Input data ::
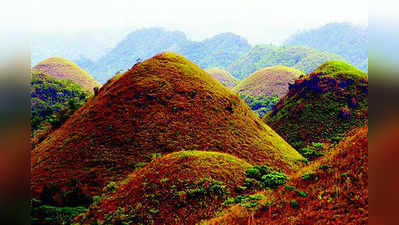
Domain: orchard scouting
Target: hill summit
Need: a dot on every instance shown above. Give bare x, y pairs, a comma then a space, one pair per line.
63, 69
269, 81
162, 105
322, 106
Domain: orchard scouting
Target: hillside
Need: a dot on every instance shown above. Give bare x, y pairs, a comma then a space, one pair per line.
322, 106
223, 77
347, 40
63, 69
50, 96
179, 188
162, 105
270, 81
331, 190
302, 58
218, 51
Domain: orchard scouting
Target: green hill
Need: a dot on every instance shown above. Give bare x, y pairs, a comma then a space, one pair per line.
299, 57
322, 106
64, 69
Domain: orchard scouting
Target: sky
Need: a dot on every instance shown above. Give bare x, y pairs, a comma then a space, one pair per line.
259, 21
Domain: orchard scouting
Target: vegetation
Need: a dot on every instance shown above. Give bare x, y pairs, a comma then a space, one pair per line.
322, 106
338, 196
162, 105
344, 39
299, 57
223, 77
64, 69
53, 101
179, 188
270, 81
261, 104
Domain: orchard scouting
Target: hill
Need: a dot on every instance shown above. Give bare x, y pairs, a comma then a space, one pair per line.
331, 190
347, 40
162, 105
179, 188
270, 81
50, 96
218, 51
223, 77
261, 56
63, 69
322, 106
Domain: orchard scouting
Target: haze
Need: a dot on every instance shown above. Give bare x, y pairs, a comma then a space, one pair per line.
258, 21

...

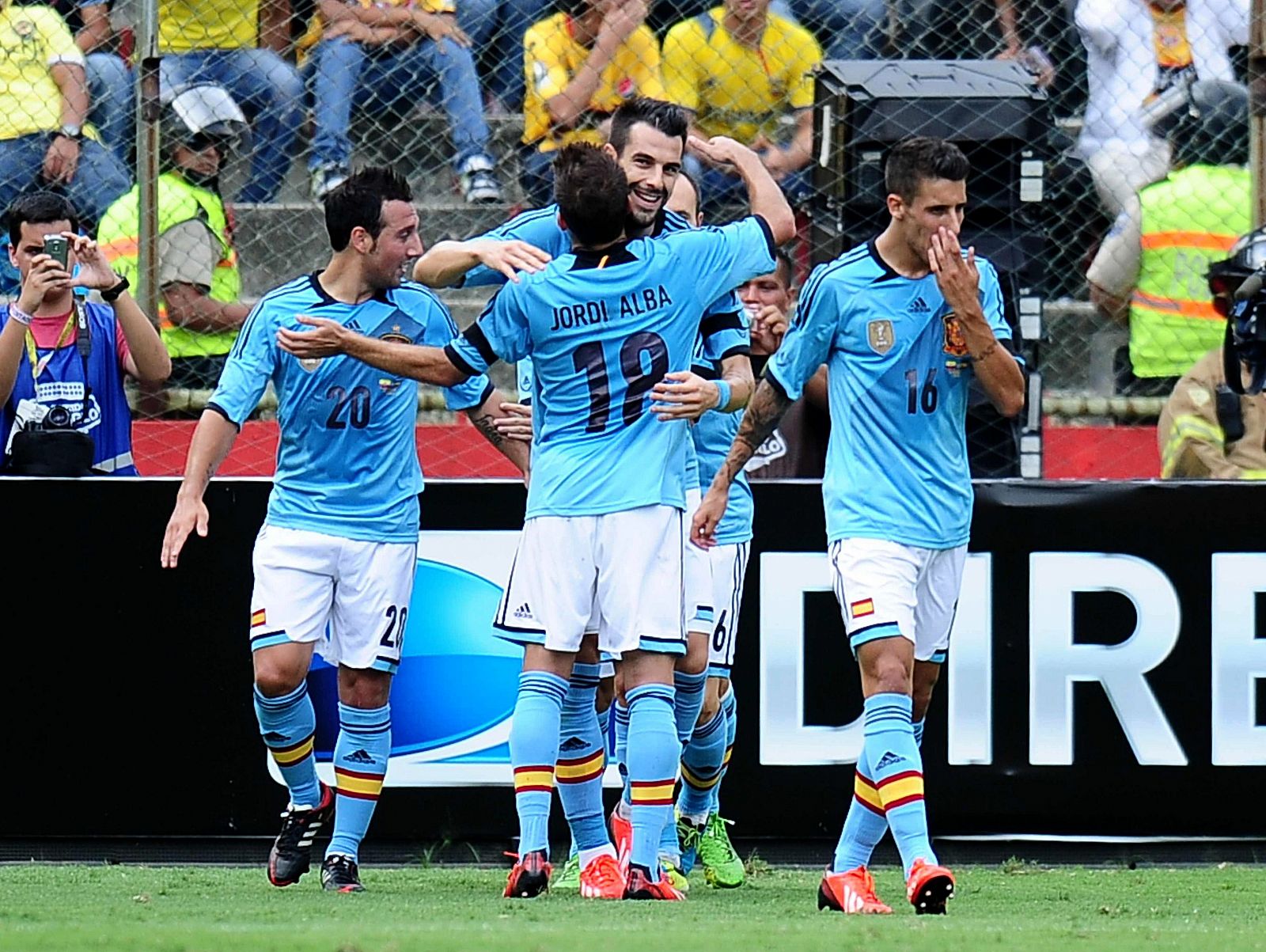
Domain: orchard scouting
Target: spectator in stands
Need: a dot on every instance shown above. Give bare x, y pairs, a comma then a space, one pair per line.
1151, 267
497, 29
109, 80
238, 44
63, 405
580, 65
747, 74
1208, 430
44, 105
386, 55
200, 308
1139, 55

---

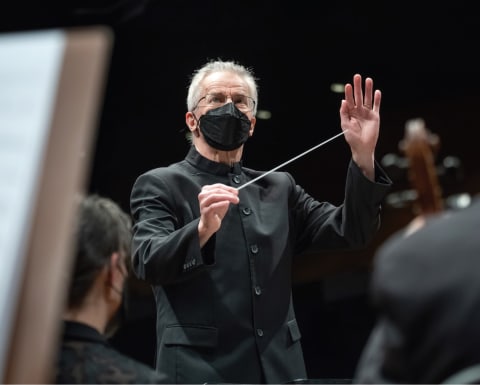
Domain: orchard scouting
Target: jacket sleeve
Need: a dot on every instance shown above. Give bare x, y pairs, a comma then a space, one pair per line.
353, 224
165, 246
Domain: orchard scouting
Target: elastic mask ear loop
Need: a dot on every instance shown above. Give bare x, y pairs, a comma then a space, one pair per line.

Brief :: Identify every line in the material above that contains the word "Target", and copy each of those lines in full.

Result of this exercise ::
Target: hill summit
Target: hillside
Target: green hill
Target: sky
Target: vegetation
Target: hill
Target: haze
Target: spectator in stands
Target: jacket sleeve
Target: elastic mask ear loop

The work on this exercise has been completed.